I'm using 8.4, and have around 4 million rows total, and 700,000 >= NOW(). I've just run ANALYZE core_event, and re-run explain and it's still not using the partial index. –  Ben Dowling Jan 13 '12 at 8:23
    
@BenDowling: With that many rows > now(), I can imagine the query planner choosing a sequential scan, because most of the data pages have to be read anyway. But the full index core_event_start_time should never be chosen over the partial index core_event_start_time_recent_idx when a matching condition is given. –  Erwin Brandstetter Jan 13 '12 at 15:32
    
It's clustered around start_time, could that be causing it to use that index instead? –  Ben Dowling Jan 21 '12 at 7:51

Do most of these columns get populated for each row? If so, the amount of disk that postgresql has to look at to test rows for liveness even after checking the index will be fairly large. Try for example creating a separate table that only has id and start_time:

create table core_event_start_time as select id, start_time from core_event;
alter table core_event_start_time add primary key(id);
alter table core_event_start_time add foreign key(id) references core_event(id);
create index on core_event_start_time(start_time);

Now see how long it takes to count IDs in core_event_start_time only. Of course, this approach will take up more buffer cache at the expense of space for your actual core_event table...

------------------------

TO BE DONE:
[A] From the PostgreSQL index discussion, write out the part that opens with the words containing "It's clustered around" and closes with "actual core_event table...", swapping "liveness" for "visibility".
[B] According to the PostgreSQL index discussion, roughly how many rows does the table hold in total?
The lines that come after the PostgreSQL index discussion aren't needed for anything here.

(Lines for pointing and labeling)
------------------------

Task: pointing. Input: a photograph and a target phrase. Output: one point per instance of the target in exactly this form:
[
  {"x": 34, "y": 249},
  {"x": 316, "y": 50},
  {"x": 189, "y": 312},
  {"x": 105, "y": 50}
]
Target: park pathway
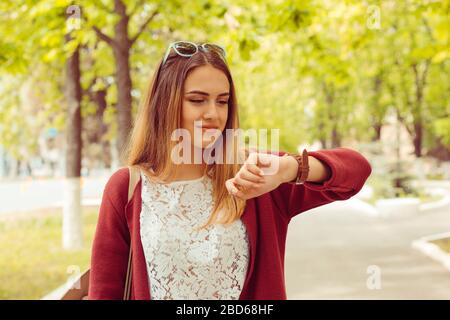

------------------------

OUTPUTS:
[A]
It's clustered around start_time, could that be causing it to use that index instead? –  Ben Dowling Jan 21 '12 at 7:51

Do most of these columns get populated for each row? If so, the amount of disk that postgresql has to look at to test rows for visibility even after checking the index will be fairly large. Try for example creating a separate table that only has id and start_time:

create table core_event_start_time as select id, start_time from core_event;
alter table core_event_start_time add primary key(id);
alter table core_event_start_time add foreign key(id) references core_event(id);
create index on core_event_start_time(start_time);

Now see how long it takes to count IDs in core_event_start_time only. Of course, this approach will take up more buffer cache at the expense of space for your actual core_event table...

[B] Around 4 million rows.